START PROVIDED RECORDS
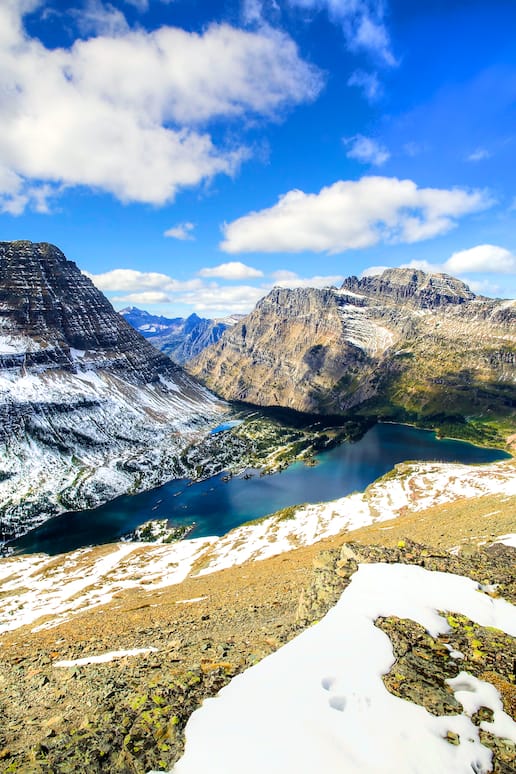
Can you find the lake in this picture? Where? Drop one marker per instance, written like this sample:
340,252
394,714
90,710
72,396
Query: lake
216,506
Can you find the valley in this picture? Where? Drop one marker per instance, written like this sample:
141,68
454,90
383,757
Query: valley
261,501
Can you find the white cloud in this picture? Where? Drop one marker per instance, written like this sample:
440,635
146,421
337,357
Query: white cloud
138,281
289,279
423,265
218,300
480,154
368,82
352,215
373,271
100,18
488,259
147,297
234,270
182,231
140,5
362,22
121,112
366,150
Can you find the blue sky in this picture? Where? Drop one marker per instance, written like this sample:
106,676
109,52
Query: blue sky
191,154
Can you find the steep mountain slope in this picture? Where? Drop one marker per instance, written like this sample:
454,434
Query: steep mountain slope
88,408
404,343
180,338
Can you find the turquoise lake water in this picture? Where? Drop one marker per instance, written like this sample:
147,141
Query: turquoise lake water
216,506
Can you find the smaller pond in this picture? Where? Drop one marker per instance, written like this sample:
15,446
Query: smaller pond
216,505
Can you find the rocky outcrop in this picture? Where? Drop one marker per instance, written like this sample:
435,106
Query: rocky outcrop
412,287
180,338
88,408
402,344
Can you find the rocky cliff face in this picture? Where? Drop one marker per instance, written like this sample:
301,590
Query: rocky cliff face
412,288
88,408
180,338
403,342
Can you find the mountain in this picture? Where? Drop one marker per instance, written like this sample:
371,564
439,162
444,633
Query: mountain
180,338
88,408
404,344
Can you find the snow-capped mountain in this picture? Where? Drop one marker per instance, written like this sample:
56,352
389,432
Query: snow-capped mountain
88,408
180,338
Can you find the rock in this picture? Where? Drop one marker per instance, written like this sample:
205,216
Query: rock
88,408
398,344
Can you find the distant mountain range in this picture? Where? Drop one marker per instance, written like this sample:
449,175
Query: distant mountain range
404,345
180,338
88,408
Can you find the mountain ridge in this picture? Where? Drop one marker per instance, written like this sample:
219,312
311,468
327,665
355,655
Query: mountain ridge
181,338
404,345
89,408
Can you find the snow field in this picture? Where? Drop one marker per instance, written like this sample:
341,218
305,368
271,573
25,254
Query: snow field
319,704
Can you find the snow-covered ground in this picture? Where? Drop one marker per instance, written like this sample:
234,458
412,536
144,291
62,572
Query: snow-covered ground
58,588
93,436
319,704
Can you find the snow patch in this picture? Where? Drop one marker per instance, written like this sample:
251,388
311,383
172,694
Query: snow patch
319,703
104,658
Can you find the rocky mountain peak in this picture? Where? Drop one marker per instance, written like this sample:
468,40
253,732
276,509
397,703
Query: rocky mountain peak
52,315
88,408
413,287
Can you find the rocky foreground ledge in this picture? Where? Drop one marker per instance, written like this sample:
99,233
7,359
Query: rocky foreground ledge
113,690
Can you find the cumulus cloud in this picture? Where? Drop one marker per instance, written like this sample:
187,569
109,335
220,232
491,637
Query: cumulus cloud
352,215
289,279
373,271
140,5
218,300
182,231
234,270
139,281
100,18
366,150
362,22
479,155
481,259
123,112
488,259
368,82
204,296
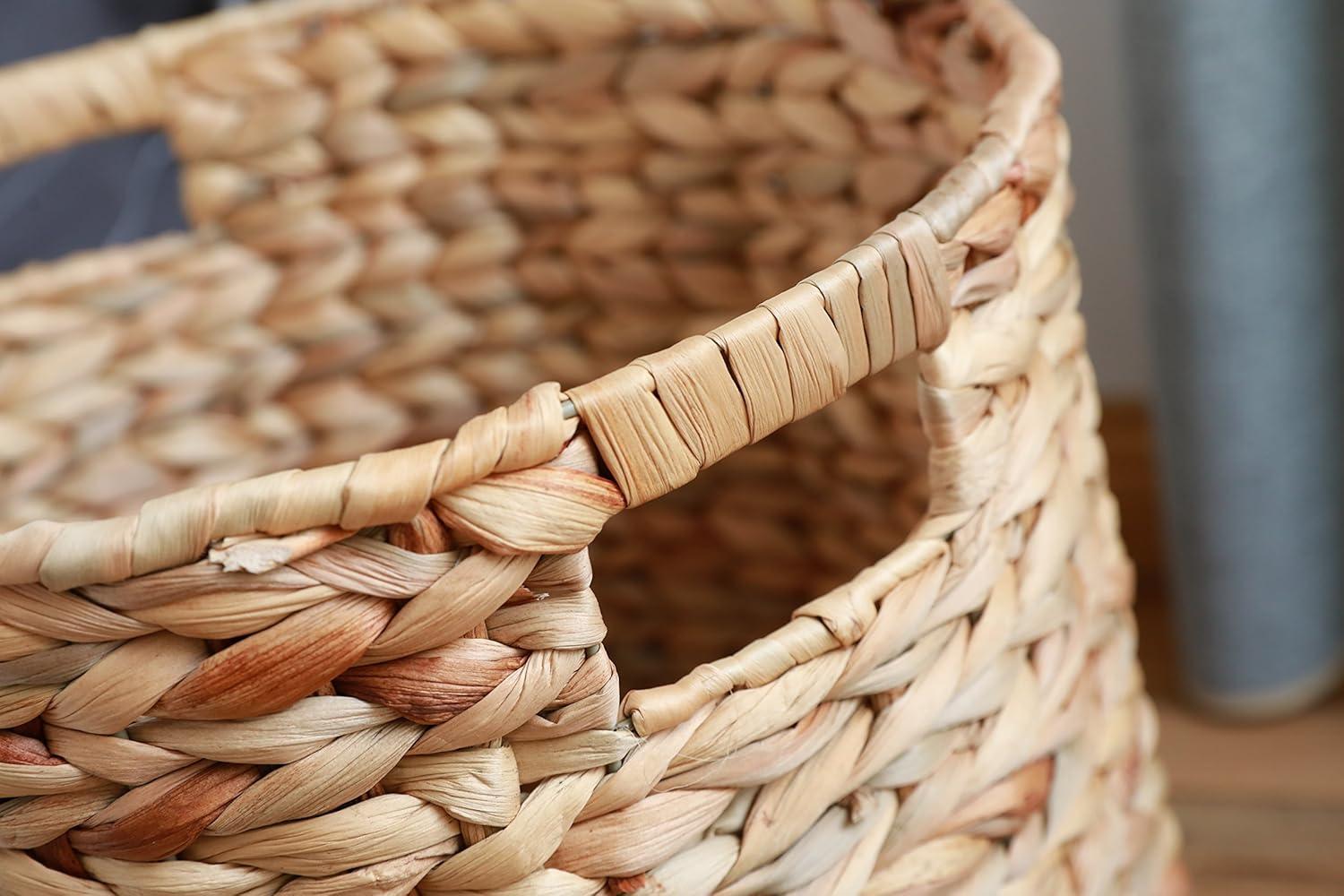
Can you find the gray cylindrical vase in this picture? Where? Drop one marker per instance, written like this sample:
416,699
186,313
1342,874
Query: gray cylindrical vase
1239,147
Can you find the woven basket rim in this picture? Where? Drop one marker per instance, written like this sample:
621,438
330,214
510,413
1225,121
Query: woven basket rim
175,527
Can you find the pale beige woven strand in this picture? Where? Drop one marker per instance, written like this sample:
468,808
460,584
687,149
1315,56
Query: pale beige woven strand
390,675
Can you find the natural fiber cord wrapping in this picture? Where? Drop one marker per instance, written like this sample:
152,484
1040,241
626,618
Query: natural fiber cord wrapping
392,673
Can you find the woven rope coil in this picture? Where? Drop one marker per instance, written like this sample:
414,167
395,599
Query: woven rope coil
392,675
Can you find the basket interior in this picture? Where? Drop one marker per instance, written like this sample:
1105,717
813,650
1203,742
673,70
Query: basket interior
370,273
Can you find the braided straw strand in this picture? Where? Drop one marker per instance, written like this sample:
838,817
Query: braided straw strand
817,594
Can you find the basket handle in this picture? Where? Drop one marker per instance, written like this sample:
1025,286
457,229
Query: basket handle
117,86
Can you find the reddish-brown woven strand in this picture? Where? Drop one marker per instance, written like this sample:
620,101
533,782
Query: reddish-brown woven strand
298,614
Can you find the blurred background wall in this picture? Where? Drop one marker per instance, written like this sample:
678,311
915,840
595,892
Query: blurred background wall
1105,220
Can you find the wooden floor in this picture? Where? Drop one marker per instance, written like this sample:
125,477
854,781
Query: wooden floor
1261,806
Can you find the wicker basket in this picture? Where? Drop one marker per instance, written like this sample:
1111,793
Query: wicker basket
387,675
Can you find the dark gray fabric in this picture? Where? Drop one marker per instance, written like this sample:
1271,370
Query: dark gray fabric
104,193
1239,142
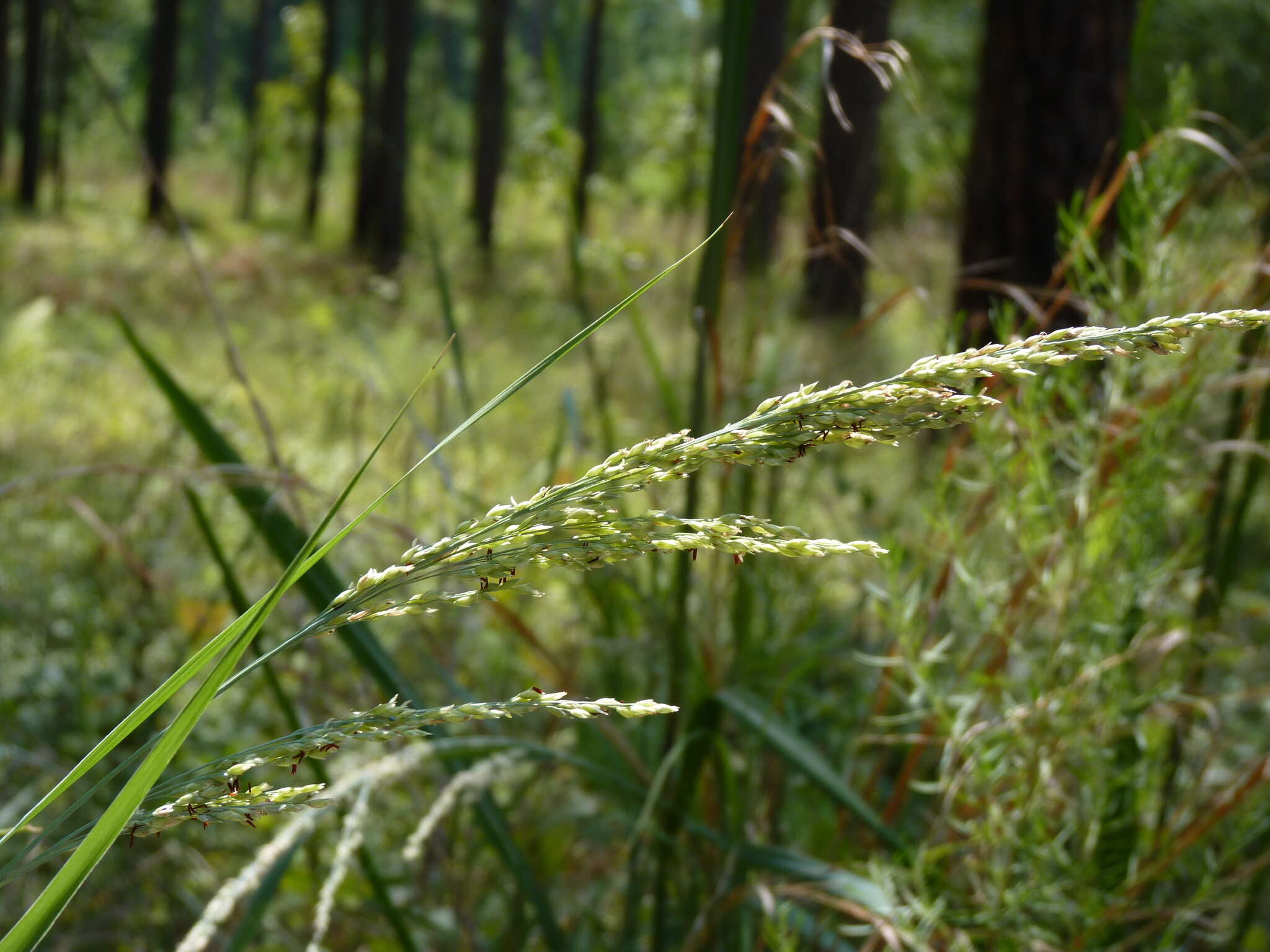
END PROVIDED RECORDS
- [INSTRUCTIONS FOR THE TASK]: Everything above except the pictures needs to be reproduced exactly.

- [FINAL ANSWER]:
Can you find the lake in this picture? Where? Drop one marker per instance, written like this sample:
340,252
394,714
90,710
72,396
Query: lake
216,506
Can you find the valley in this picture? Where? Drop one marker per instance, written like this sample:
141,68
454,90
383,757
Query: valley
261,501
Can you find the white cloud in this picture? Where? Drop one marker per instance, written like this sample:
440,635
146,421
337,357
Query: white cloud
138,281
289,279
423,265
218,300
480,154
368,82
352,215
373,271
100,18
488,259
147,297
234,270
182,231
140,5
362,22
121,112
366,150
Can you find the blue sky in this picture? Where? Drop one marker per instance, written like this sample:
106,676
109,52
Query: blue sky
191,154
Can you find the steep mountain slope in this picture? Where? Drop one marker per instance, written like this sample:
454,434
Query: steep mountain slope
88,408
404,343
180,338
Can you find the turquoise lake water in this picture? Where? Drop one marker per instance, written like this sample:
147,141
Query: turquoise lake water
216,506
Can you find the smaller pond in this picture? Where? Drop one marker per instance, written like this sample:
15,446
Query: smaller pond
216,505
Can you find the rocky outcrop in this picture? Where? Drop one marker per instance, written like this sample:
435,106
Query: rocky outcrop
412,287
180,338
88,408
402,344
Can you find the rocky cliff face in this picture? Where? Drop one marker per instance, written like this sample:
301,590
Query: rocky cliff face
412,288
88,408
180,338
403,342
Can you find the mountain in this picture? Where? Drop one marker per instance, written like this sample:
371,564
439,162
444,633
Query: mountain
180,338
88,408
404,344
Can you find the snow-capped mountain in this picture? Where? Drop one marker per instance, written like this sample:
56,352
389,432
Query: snow-capped mountain
88,408
180,338
Can you find the rock in this picture? Where? Drop one marker per instance, written like this sample:
205,216
Query: rock
88,408
398,344
Can you find the distant mountain range in this picture? Where? Drop one marker per instance, written like this sample:
449,175
Query: distant mountain range
404,345
180,338
88,408
Can you find the mountain ridge in this picture? Where? Drop one marker per instance, written like this sample:
219,312
311,468
327,665
355,655
Query: mountain ridge
181,338
404,345
89,408
Can you find the snow field in this picture? Where? Drop one marker per instance, written like this sample:
341,218
305,368
271,573
25,254
Query: snow field
319,704
Can you find the snow-covered ground in this picture? Where? Drop one marker per instance, written like this sample:
234,458
412,536
144,291
62,572
Query: snow-covered ground
58,588
93,436
319,704
Can you find the snow patch in this picture? Where? Drop one marker per instance, written like this sample:
251,388
311,383
172,694
Query: snow patch
319,703
104,658
Can you find the rocky mountain peak in this picture? Where? Drop one marker per instance, written like this sample:
468,40
253,732
276,509
397,703
Query: rocky mountain peak
52,315
88,408
413,287
Can you find the rocky foreground ledge in this picture? Where? Drop one marker per instance, written like this sample:
99,233
7,359
Query: rocky foreground ledge
113,690
Can you find the cumulus cloud in this picture? Where? Drop one marker per instance, written like this sample:
187,569
109,335
220,232
491,637
Query: cumulus cloud
352,215
289,279
373,271
140,5
218,300
182,231
234,270
139,281
100,18
366,150
362,22
479,155
481,259
123,112
488,259
368,82
204,296
Can you find the gray cylindrical vase in this picture? Where? Drop one marker per instance, written like this sample:
416,699
186,313
1342,874
Query: gray cylindrical vase
1239,147
Can you find the woven basket rim in this picture? Where? Drop one marker per instance, written like this sample:
621,438
330,214
510,413
1225,121
Query: woven basket rim
175,527
Can you find the pale beige woven strand in this picture? Where? Drop one marker per instance, written like this sample:
468,808
460,584
687,149
1315,56
Query: pale beige woven strand
390,675
Can you find the natural fiber cord wrapping in this picture? Where? Drop one marker per instance, written like this sample:
152,484
1040,241
626,618
Query: natural fiber cord wrapping
392,673
Can you find the woven rope coil in this picture? Where? Drop one marker per instance, written like this sample:
414,167
395,599
Query: woven rope coil
392,675
Can you find the basket interior in this picture? Where? Drop one marker per instance, written like this sample:
1105,717
813,650
1203,742
673,70
Query: basket interior
370,273
Can you find the braided straw strand in this picture? Where? Drop one marker per instance, written like this sample:
838,817
Query: braided straw strand
817,594
Can you find the basket handle in this picture? Where? Drop one marker per instance, written like this sample:
1025,286
457,229
Query: basket handle
117,86
Can you find the reddish-brown woven strand in this picture? Where? Drop one marker per instance, written like this sample:
620,101
533,782
Query: reddish-brown woven strand
298,614
Can you find the blurred background wall in this picture? Where? Drop one marker per instance, written like this sample:
678,311
915,840
595,892
Query: blurred background wall
1105,220
Can you find the wooden floor in this picture? Where? Drop one marker per instance, written like this sample:
125,477
854,781
Query: wooden floor
1261,806
Can you find the wicker basket in this picture? Where? Drop one marker per instance, written like this sample:
1111,793
Query: wicker basket
387,675
Can you find the dark gray fabric in this picture? Where? Drop one marker per instance, written like this sample:
1271,370
Query: dark gray fabric
104,193
1239,142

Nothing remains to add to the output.